▸ **TASK DATA**
'''

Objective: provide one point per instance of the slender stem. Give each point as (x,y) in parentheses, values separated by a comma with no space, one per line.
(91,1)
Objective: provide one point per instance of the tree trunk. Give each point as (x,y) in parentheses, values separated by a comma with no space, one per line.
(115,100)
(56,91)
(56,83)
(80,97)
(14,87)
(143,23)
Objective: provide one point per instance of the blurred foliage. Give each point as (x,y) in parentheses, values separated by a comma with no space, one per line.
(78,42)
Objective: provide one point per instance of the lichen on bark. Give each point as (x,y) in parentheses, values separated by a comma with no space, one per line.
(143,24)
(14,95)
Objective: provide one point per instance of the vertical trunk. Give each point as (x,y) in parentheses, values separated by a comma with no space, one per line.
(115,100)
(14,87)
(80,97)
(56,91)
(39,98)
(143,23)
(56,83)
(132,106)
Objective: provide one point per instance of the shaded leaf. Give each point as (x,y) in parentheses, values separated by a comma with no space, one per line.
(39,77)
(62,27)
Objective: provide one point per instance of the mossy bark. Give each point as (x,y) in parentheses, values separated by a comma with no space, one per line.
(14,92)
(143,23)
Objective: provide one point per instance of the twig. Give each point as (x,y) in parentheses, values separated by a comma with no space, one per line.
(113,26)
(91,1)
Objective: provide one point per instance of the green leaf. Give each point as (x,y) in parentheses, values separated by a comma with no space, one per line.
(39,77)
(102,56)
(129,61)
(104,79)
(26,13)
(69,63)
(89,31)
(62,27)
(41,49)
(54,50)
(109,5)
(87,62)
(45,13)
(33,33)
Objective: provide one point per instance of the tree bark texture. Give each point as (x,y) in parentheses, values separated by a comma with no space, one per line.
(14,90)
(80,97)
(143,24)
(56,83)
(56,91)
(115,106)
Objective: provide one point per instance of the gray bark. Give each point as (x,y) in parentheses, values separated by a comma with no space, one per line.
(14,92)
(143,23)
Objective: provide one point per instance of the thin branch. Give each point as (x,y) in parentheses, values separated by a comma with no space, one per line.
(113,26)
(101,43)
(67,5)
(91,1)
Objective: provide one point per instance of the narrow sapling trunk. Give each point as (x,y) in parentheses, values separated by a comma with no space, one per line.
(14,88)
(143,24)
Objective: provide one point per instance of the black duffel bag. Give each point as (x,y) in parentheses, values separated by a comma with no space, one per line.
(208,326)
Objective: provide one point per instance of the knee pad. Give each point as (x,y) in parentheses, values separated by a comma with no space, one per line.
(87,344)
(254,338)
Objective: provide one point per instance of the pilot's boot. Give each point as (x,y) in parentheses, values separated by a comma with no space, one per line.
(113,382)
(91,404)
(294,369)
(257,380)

'''
'''

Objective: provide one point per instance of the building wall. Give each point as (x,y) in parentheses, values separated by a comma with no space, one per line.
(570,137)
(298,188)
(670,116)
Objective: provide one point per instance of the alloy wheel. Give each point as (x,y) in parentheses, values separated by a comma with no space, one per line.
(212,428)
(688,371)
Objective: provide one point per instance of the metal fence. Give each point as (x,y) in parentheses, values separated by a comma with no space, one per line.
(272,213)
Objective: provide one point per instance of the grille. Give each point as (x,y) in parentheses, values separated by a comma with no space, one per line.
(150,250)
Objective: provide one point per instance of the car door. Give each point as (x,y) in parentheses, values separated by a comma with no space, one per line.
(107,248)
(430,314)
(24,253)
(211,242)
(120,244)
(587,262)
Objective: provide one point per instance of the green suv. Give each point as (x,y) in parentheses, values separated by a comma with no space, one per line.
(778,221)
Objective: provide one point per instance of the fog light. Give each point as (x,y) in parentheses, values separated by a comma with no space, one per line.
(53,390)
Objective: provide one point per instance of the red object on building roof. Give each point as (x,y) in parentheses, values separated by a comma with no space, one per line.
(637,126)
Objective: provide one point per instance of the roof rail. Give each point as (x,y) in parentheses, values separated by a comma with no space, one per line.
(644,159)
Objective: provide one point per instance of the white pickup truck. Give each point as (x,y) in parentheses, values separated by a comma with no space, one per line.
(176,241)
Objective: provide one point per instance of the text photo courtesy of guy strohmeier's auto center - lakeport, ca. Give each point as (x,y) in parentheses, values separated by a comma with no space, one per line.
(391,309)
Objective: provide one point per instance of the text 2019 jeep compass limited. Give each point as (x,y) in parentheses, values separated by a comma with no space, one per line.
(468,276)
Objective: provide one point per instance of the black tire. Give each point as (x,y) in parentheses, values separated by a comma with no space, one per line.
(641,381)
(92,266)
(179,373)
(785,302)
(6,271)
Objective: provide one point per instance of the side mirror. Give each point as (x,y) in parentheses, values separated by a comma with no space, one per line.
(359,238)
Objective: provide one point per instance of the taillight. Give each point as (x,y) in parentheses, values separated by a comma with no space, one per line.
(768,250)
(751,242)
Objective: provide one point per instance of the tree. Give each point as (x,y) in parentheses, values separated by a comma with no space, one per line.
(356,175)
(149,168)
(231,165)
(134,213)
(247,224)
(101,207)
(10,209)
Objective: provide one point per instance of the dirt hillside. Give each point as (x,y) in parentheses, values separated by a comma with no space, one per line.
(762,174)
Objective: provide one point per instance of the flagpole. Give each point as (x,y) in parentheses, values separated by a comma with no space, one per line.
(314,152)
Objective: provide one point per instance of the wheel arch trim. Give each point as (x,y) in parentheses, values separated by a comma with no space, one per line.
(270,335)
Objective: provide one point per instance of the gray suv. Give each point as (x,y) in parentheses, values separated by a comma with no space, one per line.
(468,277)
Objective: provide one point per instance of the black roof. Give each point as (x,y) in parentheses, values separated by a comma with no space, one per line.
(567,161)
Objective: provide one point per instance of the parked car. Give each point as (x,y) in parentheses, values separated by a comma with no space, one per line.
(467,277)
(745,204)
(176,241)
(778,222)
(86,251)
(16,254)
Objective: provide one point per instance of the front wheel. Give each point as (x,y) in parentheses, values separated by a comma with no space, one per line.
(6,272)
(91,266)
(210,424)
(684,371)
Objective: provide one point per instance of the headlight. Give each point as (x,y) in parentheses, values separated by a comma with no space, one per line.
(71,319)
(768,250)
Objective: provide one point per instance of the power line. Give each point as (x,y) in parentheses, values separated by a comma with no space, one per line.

'''

▸ **SET EXERCISE**
Print every line from the one containing "Objective: provide one point per instance of the headlight." through the one containing "Objective: provide one point per instance of the power", both included, reproducing each line verbatim.

▸ **SOLUTION**
Objective: provide one point per instance of the headlight. Give each point as (x,y) in parentheses, values separated by a comma with no space, one per line.
(71,319)
(768,250)
Objective: provide one point per instance of the power line. Give each point as (x,y) in parentheses, values separated by a comma with no space, one per line.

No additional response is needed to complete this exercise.